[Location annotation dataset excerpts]
::::::

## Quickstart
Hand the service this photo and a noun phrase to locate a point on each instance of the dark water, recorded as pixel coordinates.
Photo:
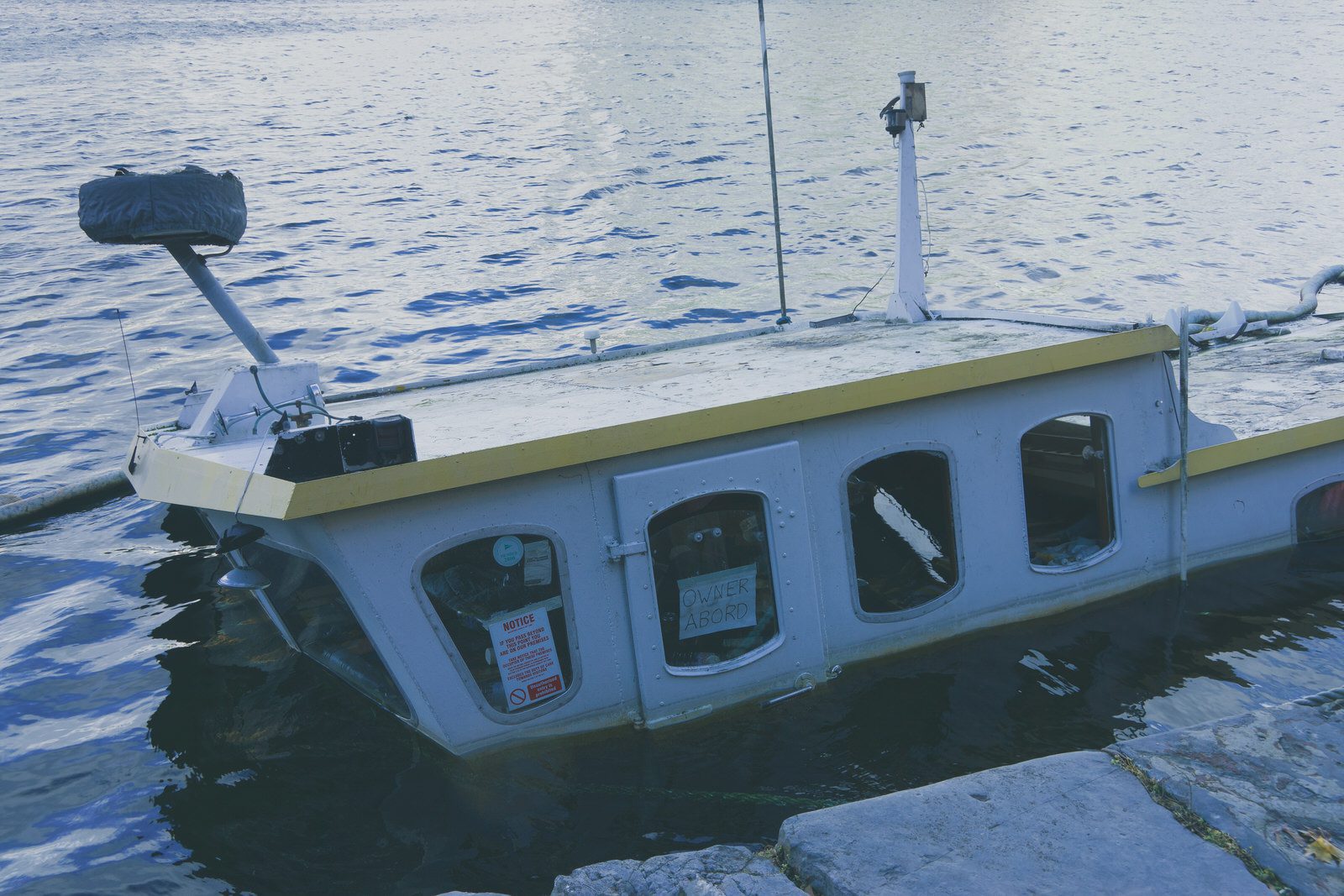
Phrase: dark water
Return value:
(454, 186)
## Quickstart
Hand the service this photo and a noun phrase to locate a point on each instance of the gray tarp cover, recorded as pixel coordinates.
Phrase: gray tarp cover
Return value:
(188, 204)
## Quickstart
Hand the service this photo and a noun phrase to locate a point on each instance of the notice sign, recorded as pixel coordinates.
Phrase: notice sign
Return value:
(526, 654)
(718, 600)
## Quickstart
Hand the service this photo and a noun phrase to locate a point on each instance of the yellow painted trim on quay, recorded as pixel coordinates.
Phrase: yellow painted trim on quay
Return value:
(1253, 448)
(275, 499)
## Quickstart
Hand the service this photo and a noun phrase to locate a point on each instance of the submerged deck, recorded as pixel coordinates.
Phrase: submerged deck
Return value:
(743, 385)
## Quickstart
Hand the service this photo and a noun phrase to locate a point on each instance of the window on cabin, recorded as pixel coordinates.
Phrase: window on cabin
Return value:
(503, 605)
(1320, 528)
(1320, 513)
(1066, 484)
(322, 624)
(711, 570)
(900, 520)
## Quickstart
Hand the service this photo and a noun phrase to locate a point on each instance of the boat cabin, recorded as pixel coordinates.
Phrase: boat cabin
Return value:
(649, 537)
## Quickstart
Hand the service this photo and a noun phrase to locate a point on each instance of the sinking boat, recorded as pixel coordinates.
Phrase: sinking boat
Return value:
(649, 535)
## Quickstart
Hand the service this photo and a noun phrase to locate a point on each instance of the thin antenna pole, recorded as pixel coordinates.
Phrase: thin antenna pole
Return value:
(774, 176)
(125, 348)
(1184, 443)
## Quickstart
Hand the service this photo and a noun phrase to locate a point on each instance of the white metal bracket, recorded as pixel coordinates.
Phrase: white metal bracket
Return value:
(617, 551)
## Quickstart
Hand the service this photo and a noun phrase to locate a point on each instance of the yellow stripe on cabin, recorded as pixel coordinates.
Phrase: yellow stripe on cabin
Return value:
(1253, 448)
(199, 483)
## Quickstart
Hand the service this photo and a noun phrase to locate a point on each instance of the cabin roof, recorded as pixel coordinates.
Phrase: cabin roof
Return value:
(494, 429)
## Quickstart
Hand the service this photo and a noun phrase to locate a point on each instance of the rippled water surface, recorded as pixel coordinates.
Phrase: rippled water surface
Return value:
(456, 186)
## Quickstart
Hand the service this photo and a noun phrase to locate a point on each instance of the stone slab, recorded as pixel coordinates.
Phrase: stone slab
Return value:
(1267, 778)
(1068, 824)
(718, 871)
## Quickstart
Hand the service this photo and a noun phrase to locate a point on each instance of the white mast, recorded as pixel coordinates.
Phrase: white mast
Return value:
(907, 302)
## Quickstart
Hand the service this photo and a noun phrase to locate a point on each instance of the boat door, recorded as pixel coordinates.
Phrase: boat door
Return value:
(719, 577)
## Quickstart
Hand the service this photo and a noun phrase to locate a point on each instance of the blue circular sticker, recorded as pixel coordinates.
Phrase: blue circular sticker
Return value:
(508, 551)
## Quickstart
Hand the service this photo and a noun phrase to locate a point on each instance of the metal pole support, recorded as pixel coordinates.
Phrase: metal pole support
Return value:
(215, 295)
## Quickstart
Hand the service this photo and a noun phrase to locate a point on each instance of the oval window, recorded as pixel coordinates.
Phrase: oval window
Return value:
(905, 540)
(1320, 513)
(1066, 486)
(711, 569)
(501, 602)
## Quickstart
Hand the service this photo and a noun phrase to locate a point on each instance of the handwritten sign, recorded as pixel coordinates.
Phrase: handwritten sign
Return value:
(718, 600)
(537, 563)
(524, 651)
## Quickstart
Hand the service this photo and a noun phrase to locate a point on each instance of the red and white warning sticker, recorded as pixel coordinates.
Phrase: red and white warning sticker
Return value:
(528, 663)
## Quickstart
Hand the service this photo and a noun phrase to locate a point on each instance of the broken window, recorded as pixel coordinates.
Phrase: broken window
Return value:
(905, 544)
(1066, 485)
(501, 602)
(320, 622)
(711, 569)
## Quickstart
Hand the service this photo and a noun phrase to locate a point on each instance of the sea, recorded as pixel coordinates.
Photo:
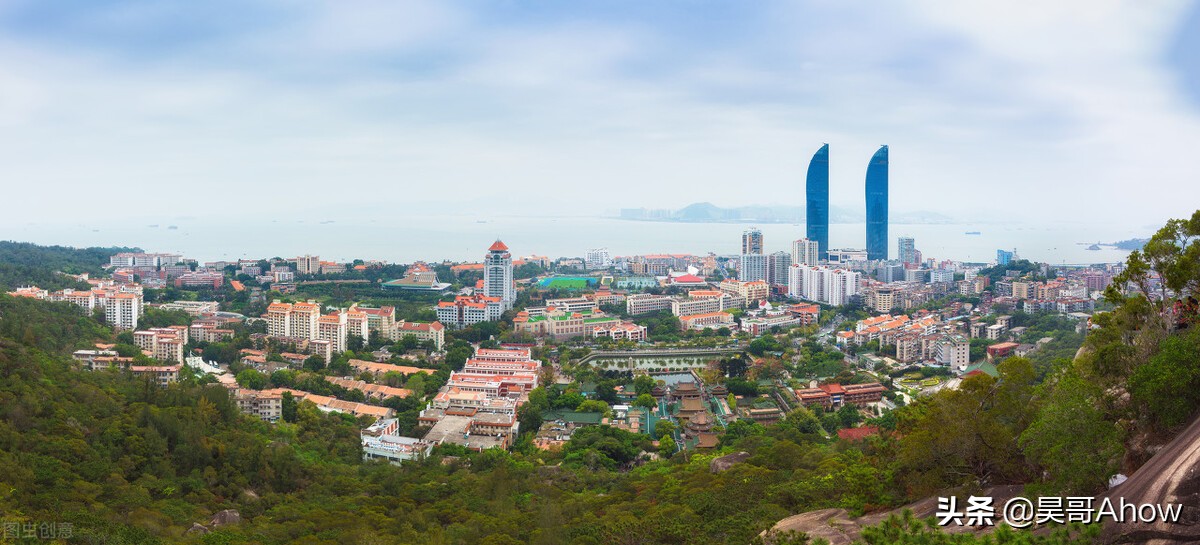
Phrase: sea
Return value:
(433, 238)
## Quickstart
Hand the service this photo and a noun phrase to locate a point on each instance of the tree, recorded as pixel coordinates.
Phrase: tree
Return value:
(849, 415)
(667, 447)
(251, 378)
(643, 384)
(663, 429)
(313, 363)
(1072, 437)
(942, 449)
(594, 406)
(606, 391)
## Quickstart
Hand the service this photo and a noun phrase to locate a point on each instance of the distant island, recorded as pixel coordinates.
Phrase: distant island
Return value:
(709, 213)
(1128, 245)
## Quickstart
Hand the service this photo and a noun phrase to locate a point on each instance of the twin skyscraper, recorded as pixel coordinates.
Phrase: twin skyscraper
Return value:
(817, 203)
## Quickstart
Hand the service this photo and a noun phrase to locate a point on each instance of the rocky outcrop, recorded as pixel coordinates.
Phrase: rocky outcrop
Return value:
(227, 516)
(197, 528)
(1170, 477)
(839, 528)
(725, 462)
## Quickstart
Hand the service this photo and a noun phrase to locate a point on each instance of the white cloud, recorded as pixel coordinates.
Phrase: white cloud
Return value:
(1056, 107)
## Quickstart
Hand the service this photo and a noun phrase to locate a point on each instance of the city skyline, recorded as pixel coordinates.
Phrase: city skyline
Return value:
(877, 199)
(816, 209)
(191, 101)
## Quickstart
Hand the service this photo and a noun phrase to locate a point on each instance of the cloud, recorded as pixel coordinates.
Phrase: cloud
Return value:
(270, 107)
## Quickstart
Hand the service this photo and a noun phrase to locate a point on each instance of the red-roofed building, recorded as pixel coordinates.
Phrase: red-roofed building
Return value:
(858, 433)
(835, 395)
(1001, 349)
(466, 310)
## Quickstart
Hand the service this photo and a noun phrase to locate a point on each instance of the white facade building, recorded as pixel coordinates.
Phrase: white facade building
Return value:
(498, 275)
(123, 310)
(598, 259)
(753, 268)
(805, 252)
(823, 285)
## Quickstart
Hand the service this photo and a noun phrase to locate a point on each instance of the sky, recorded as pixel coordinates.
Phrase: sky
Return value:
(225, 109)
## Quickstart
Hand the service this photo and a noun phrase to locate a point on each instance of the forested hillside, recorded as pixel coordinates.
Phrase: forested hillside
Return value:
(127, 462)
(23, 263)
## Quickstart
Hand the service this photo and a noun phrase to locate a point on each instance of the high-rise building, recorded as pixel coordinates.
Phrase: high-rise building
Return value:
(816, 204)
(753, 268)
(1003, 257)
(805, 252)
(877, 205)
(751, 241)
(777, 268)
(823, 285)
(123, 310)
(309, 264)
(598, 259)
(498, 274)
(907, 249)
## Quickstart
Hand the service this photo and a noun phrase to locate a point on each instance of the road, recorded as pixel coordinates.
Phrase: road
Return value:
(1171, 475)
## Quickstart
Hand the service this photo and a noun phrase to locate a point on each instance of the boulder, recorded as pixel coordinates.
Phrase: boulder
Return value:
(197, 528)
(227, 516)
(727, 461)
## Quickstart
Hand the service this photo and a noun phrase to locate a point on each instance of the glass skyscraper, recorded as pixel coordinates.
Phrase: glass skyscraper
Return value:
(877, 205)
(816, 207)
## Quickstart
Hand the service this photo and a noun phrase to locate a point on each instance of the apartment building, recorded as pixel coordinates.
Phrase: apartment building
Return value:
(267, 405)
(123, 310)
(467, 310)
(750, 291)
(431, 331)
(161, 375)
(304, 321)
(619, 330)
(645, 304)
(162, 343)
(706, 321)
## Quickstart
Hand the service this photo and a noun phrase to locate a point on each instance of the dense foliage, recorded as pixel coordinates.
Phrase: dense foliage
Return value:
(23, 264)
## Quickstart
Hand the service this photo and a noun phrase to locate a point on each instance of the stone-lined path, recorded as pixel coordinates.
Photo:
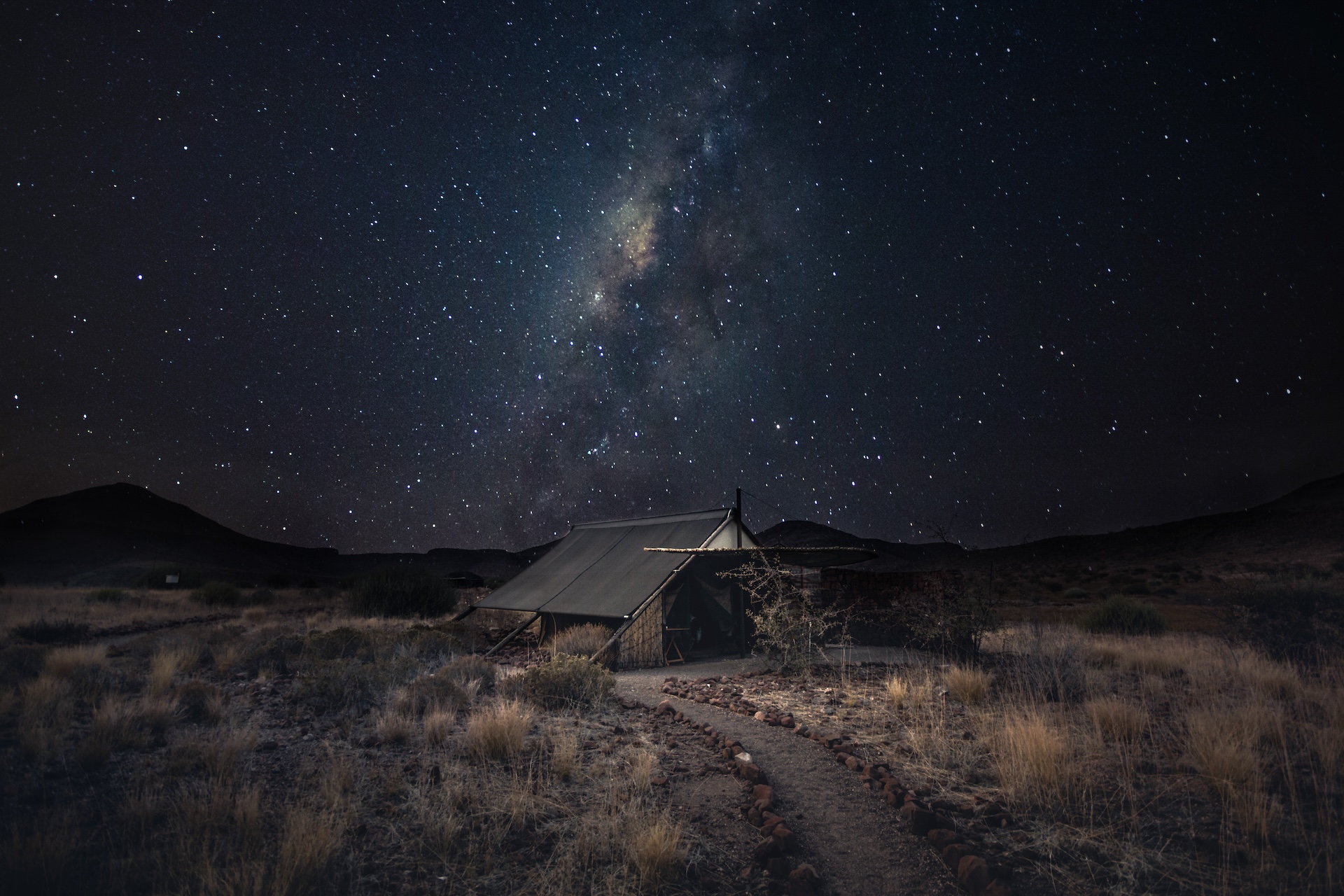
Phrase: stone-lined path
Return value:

::::::

• _REQUIREMENT_: Return each line from the entries above that contains the word "forested".

• _THE RESPONSE_:
Hand the service this photo and a noun phrase to locate a point on each instance of the forested hillside, recorded as pixel coordinates.
Phrase: forested hillside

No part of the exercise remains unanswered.